= READING TEXT =
Ariel Sharon Environmental Park – A Case Study for Transforming Landfills into Public Resources
From the early stages of the industrial revolution to present days, landfills have been the most common way for humanity to dispose non-organic wastes. In light of growing environmental concerns, population growth and technological advancements, landfills across the globe are being phased-out in recent years. The question of how these landfills should be decommissioned and what may be their potential use at the end of the life cycle remains debatable and uncertain.
One globally acknowledged case study of landfill remediation can be found in Israel’s Hiriya waste dump, located in central Israel southeast of Tel Aviv. Formerly known for being one of the largest landfills in the Middle East, Hiriya is today part of the Ariel Sharon Environmental Park and sets a great example how a holistic approach to landfill remediation can benefit multiple stakeholders.
Until it’s shut down in August 1998, Hiriya has accumulated 25 million tons of waste. Its proximity to the Ben-Gurion International Airport – with the threat of waste-loving birds colliding with landing airplanes – was the driving force behind the decommissioning of the site. Aside from landfilling, three recycling facilities have been established at the foot of the garbage mountain: a waste separation center, a green waste facility that produces mulch, and a building materials recycling plant. In recent years, a state-of-the-art Refuse Derived Fuel (RDF) sourcing facility has also been built, supplying high-calorific waste to a nearby cement production plant for energetic purposes.

= DATA SUPPLIED =
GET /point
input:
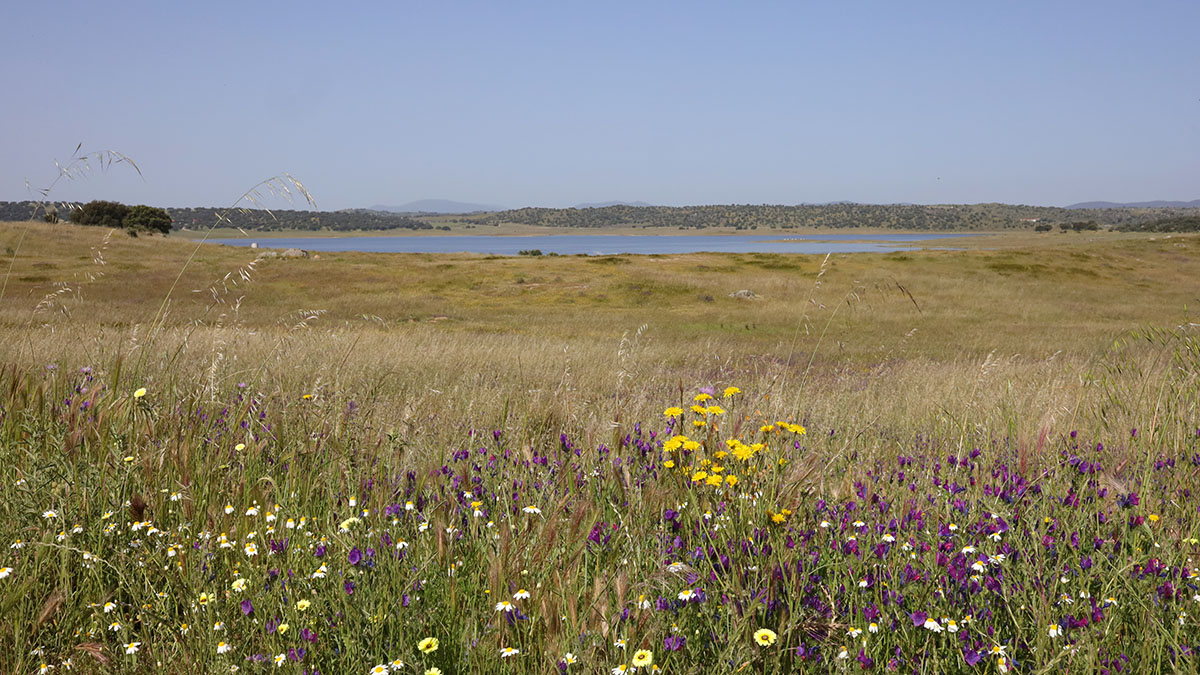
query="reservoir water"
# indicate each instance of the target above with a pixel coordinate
(607, 244)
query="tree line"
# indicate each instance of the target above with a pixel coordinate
(113, 214)
(843, 215)
(738, 216)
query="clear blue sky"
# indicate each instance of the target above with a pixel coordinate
(555, 103)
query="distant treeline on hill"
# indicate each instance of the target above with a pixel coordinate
(262, 220)
(246, 219)
(741, 216)
(843, 215)
(1181, 223)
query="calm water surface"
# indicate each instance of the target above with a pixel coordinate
(607, 244)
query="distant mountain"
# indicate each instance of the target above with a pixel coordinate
(437, 207)
(1157, 204)
(603, 204)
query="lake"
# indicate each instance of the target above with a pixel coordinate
(606, 244)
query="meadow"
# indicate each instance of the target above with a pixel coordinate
(933, 461)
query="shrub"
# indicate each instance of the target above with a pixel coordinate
(100, 213)
(148, 217)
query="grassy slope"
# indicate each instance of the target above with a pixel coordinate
(1007, 345)
(561, 336)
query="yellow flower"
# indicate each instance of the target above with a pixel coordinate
(429, 645)
(765, 637)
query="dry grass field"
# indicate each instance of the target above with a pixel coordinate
(415, 398)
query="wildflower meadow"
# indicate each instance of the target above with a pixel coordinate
(222, 497)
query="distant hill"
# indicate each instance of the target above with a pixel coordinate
(604, 204)
(437, 207)
(1157, 204)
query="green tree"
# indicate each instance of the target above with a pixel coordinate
(148, 217)
(100, 213)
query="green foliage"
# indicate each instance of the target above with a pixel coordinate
(100, 213)
(148, 217)
(349, 220)
(1181, 223)
(843, 215)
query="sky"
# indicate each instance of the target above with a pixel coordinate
(557, 103)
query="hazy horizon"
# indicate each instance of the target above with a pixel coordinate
(672, 105)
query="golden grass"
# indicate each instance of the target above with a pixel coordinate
(929, 335)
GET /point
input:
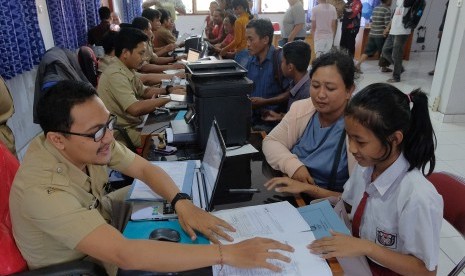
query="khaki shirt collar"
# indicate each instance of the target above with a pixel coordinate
(125, 70)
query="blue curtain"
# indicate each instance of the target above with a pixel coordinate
(21, 43)
(130, 9)
(70, 20)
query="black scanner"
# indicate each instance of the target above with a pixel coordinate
(165, 234)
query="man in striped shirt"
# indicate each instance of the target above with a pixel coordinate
(379, 21)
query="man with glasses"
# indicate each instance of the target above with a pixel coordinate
(123, 92)
(60, 211)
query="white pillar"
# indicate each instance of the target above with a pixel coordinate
(448, 87)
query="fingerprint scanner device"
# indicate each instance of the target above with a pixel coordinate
(206, 177)
(220, 89)
(182, 131)
(203, 187)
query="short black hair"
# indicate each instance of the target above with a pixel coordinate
(104, 13)
(54, 107)
(221, 12)
(108, 42)
(128, 38)
(244, 4)
(165, 14)
(140, 23)
(343, 62)
(384, 109)
(297, 52)
(263, 27)
(151, 14)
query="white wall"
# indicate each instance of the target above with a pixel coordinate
(431, 19)
(449, 79)
(22, 90)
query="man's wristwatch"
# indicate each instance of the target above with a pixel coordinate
(177, 197)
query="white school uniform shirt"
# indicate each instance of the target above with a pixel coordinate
(403, 214)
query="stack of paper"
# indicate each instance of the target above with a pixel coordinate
(182, 173)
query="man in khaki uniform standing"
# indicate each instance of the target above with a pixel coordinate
(122, 91)
(60, 211)
(6, 111)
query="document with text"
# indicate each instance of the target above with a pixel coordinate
(182, 173)
(303, 263)
(252, 221)
(279, 221)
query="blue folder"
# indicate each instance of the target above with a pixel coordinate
(321, 217)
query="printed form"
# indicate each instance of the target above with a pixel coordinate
(279, 221)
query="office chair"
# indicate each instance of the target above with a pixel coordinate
(458, 268)
(11, 259)
(276, 26)
(452, 190)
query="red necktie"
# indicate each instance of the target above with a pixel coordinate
(358, 216)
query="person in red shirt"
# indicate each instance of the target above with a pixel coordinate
(218, 33)
(350, 25)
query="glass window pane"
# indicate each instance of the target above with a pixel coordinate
(274, 5)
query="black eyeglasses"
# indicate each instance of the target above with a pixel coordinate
(100, 133)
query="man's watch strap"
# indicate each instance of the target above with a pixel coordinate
(167, 89)
(177, 197)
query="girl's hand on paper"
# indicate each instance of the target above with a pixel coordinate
(255, 253)
(339, 245)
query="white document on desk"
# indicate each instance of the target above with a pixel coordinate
(279, 221)
(253, 221)
(180, 171)
(303, 263)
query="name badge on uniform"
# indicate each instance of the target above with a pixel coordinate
(386, 239)
(94, 203)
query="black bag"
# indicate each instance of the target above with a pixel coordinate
(414, 14)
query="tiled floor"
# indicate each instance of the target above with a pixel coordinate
(450, 151)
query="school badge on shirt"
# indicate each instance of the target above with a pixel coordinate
(386, 239)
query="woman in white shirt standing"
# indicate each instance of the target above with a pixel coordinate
(293, 23)
(324, 22)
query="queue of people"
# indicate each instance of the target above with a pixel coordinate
(371, 149)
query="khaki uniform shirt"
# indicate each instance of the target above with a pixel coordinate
(149, 56)
(6, 111)
(54, 205)
(104, 62)
(119, 88)
(163, 37)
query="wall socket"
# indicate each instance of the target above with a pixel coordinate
(435, 106)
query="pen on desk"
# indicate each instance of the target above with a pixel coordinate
(246, 191)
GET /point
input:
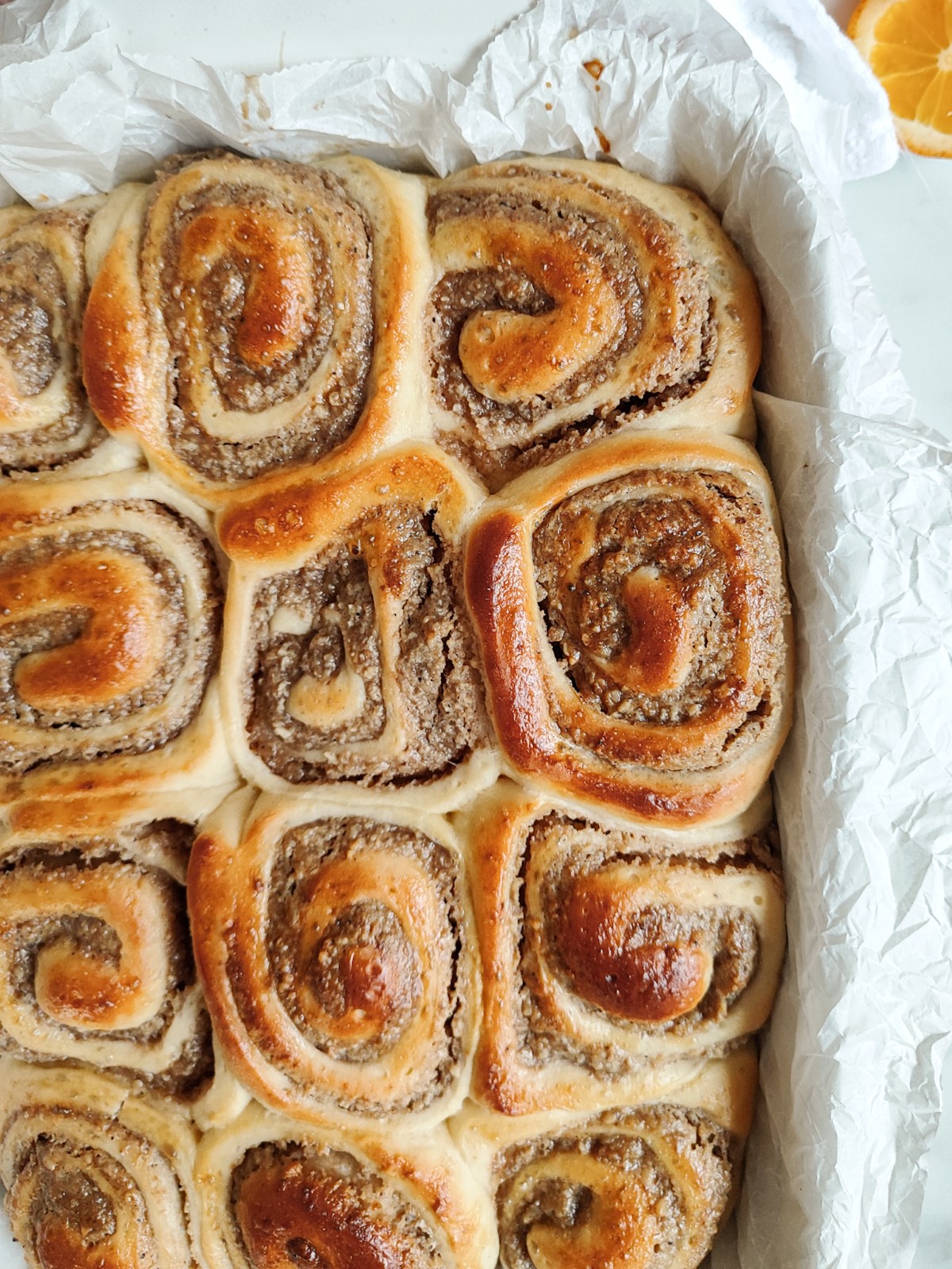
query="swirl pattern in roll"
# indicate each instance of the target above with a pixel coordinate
(570, 298)
(46, 423)
(247, 311)
(349, 660)
(95, 951)
(95, 1175)
(606, 949)
(278, 1194)
(647, 1186)
(635, 626)
(109, 636)
(338, 957)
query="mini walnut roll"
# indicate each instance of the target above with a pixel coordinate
(95, 1175)
(253, 315)
(349, 661)
(336, 953)
(95, 952)
(46, 423)
(635, 626)
(641, 1186)
(574, 297)
(605, 949)
(278, 1196)
(109, 635)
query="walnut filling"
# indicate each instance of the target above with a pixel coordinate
(602, 1193)
(65, 566)
(347, 966)
(501, 436)
(90, 942)
(251, 310)
(38, 338)
(321, 667)
(644, 586)
(660, 968)
(83, 1209)
(310, 1206)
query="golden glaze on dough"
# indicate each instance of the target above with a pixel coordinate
(349, 663)
(109, 633)
(606, 951)
(571, 300)
(254, 316)
(336, 951)
(593, 712)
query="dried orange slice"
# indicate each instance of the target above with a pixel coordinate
(908, 44)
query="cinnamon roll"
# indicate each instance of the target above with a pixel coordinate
(109, 633)
(95, 953)
(349, 661)
(286, 1194)
(631, 608)
(46, 424)
(251, 315)
(338, 959)
(574, 297)
(643, 1186)
(97, 1177)
(606, 949)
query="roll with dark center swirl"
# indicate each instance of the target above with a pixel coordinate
(349, 661)
(285, 1196)
(251, 315)
(336, 953)
(605, 951)
(640, 1186)
(109, 636)
(635, 626)
(97, 1177)
(46, 423)
(95, 952)
(574, 297)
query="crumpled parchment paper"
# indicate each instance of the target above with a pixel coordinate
(850, 1089)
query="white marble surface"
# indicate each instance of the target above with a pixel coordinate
(901, 218)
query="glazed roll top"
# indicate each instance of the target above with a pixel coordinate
(571, 298)
(46, 423)
(606, 951)
(338, 957)
(644, 1186)
(95, 1175)
(95, 952)
(278, 1196)
(109, 636)
(635, 626)
(349, 659)
(245, 311)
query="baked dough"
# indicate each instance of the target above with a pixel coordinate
(632, 614)
(95, 956)
(338, 955)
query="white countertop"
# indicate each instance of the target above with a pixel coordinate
(901, 220)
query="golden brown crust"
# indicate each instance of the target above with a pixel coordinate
(48, 428)
(606, 951)
(95, 959)
(574, 298)
(95, 1175)
(272, 1188)
(338, 957)
(251, 315)
(109, 629)
(626, 737)
(641, 1184)
(348, 660)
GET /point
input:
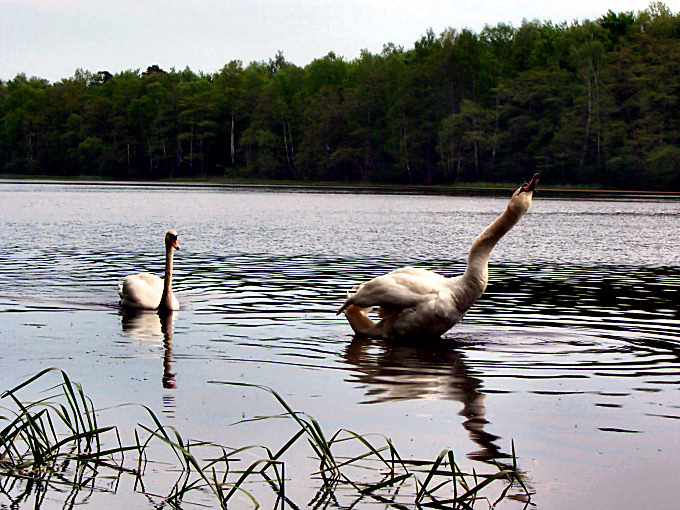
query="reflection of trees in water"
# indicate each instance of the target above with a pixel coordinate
(392, 370)
(149, 326)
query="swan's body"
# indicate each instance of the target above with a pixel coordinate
(417, 302)
(146, 291)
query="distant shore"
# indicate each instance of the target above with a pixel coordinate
(485, 189)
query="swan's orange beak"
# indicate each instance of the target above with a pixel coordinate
(532, 185)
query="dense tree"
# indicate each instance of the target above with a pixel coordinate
(592, 102)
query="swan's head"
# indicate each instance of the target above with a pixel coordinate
(521, 199)
(171, 239)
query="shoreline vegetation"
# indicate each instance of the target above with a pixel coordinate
(57, 445)
(588, 104)
(472, 188)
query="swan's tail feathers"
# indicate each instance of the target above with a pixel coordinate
(344, 306)
(358, 319)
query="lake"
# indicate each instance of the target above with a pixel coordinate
(572, 354)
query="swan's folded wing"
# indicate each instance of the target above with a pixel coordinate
(394, 291)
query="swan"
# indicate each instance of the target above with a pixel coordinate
(417, 302)
(147, 291)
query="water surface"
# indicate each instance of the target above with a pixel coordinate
(572, 353)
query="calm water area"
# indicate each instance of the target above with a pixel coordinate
(573, 352)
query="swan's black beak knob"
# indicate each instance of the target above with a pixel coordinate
(532, 185)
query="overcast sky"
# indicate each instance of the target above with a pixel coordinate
(52, 38)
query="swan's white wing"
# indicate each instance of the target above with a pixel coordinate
(141, 290)
(418, 271)
(396, 290)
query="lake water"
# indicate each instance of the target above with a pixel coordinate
(572, 353)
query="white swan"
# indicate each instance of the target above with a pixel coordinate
(417, 302)
(147, 291)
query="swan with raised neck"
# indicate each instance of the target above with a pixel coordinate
(146, 291)
(416, 302)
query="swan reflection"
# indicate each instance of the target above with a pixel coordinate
(392, 370)
(150, 326)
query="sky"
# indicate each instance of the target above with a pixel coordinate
(50, 39)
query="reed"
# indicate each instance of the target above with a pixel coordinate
(55, 443)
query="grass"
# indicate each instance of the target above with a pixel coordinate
(56, 445)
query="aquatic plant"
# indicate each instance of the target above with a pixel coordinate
(56, 444)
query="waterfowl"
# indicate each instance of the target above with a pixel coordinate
(415, 302)
(147, 291)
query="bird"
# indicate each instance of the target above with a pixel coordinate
(415, 302)
(146, 291)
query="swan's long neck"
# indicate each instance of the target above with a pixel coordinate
(166, 298)
(476, 274)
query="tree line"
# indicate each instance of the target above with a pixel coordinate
(586, 103)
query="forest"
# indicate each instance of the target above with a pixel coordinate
(587, 103)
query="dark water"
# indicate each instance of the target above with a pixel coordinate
(572, 353)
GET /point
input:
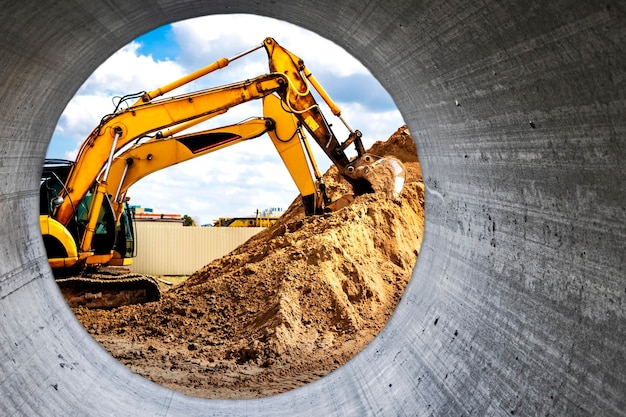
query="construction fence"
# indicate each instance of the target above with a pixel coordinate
(171, 249)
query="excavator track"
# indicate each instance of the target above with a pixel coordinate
(107, 291)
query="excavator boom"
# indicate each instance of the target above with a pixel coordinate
(83, 207)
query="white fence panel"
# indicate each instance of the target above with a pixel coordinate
(171, 249)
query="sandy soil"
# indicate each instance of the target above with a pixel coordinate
(292, 304)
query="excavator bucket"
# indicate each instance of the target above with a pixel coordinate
(384, 174)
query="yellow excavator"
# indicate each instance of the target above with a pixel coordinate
(84, 219)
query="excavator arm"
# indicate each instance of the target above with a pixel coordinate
(120, 129)
(145, 158)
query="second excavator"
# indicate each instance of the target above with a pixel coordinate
(84, 219)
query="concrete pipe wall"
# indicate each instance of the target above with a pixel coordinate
(518, 302)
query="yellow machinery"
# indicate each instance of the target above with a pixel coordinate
(83, 219)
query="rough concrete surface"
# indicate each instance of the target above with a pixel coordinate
(517, 304)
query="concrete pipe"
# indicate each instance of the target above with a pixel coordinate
(518, 302)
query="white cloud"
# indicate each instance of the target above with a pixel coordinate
(240, 179)
(240, 33)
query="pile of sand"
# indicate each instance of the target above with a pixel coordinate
(290, 305)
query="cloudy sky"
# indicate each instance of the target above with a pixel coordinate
(238, 180)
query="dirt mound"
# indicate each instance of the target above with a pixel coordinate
(293, 303)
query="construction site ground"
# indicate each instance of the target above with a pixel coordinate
(287, 307)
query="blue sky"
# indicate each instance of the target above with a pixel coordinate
(245, 177)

= PROBLEMS =
**1)** In the Hiriya landfill text, how many tons of waste had Hiriya accumulated by the time it was shut down?
**2)** Reproduce everything in the Hiriya landfill text from "Ariel Sharon Environmental Park –" down to "debatable and uncertain.".

= CORRECT ANSWERS =
**1)** 25 million tons

**2)**
Ariel Sharon Environmental Park – A Case Study for Transforming Landfills into Public Resources
From the early stages of the industrial revolution to present days, landfills have been the most common way for humanity to dispose non-organic wastes. In light of growing environmental concerns, population growth and technological advancements, landfills across the globe are being phased-out in recent years. The question of how these landfills should be decommissioned and what may be their potential use at the end of the life cycle remains debatable and uncertain.